## start Given data
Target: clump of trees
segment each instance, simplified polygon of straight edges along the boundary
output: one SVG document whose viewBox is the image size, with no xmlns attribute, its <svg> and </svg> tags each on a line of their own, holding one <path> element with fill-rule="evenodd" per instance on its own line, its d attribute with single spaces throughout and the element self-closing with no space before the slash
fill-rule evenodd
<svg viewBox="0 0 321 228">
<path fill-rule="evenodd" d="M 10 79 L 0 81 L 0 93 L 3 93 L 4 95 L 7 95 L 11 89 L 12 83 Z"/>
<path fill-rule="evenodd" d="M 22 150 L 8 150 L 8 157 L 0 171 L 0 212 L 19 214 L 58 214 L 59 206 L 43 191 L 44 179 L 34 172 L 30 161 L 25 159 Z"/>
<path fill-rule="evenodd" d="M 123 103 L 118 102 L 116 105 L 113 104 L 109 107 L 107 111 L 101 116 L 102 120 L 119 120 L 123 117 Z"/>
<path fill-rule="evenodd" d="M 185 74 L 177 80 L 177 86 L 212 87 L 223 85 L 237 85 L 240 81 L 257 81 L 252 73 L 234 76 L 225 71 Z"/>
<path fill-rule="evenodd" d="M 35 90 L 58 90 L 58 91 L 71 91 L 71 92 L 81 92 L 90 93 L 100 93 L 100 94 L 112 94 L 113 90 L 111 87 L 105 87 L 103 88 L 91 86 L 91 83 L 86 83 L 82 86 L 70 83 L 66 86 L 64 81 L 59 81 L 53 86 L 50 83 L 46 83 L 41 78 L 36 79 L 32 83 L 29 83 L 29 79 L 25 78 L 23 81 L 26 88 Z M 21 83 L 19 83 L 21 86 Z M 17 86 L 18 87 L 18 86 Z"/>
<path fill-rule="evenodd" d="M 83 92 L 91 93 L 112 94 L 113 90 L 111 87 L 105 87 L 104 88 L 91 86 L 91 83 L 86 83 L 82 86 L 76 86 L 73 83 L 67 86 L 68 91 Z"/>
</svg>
## end Given data
Lay out every line of the items above as a Markdown table with the columns Row and Line, numbering the rows in order and leaving out any blank lines.

| Row | Line |
|---|---|
| 1 | Target: clump of trees |
| 2 | segment each instance, simplified polygon of straight edges along the boundary |
| 3 | output: one SVG document whose viewBox is the image size, with no xmlns attribute, its <svg> and </svg> tags each on a line of their own, holding one <path> element with fill-rule="evenodd" per instance on its own line, its d attribute with single spaces throughout and the element self-closing with no space before the slash |
| 4 | fill-rule evenodd |
| 5 | <svg viewBox="0 0 321 228"> |
| 6 | <path fill-rule="evenodd" d="M 10 79 L 0 81 L 0 93 L 3 93 L 4 95 L 7 95 L 11 89 L 12 83 Z"/> |
| 7 | <path fill-rule="evenodd" d="M 22 150 L 8 150 L 8 157 L 0 171 L 0 212 L 19 214 L 58 214 L 59 206 L 43 191 L 44 179 L 34 172 L 30 161 L 25 159 Z"/> |
| 8 | <path fill-rule="evenodd" d="M 123 103 L 118 102 L 116 105 L 113 104 L 109 107 L 107 111 L 101 116 L 102 120 L 119 120 L 123 117 Z"/> |
| 9 | <path fill-rule="evenodd" d="M 185 74 L 177 80 L 177 86 L 212 87 L 223 85 L 237 85 L 240 81 L 257 81 L 252 73 L 234 76 L 225 71 Z"/> |
| 10 | <path fill-rule="evenodd" d="M 35 90 L 58 90 L 58 91 L 71 91 L 71 92 L 81 92 L 90 93 L 100 93 L 100 94 L 112 94 L 113 90 L 111 87 L 105 87 L 103 88 L 91 86 L 91 83 L 86 83 L 82 86 L 70 83 L 66 86 L 64 81 L 59 81 L 53 86 L 50 83 L 46 83 L 41 78 L 36 79 L 32 83 L 29 83 L 29 79 L 25 78 L 23 81 L 26 88 Z M 21 83 L 19 83 L 21 86 Z M 17 86 L 18 87 L 18 86 Z"/> |
| 11 | <path fill-rule="evenodd" d="M 83 92 L 91 93 L 112 94 L 113 90 L 111 87 L 105 87 L 104 88 L 91 86 L 91 83 L 86 83 L 82 86 L 76 86 L 73 83 L 67 86 L 68 91 Z"/> |
| 12 | </svg> |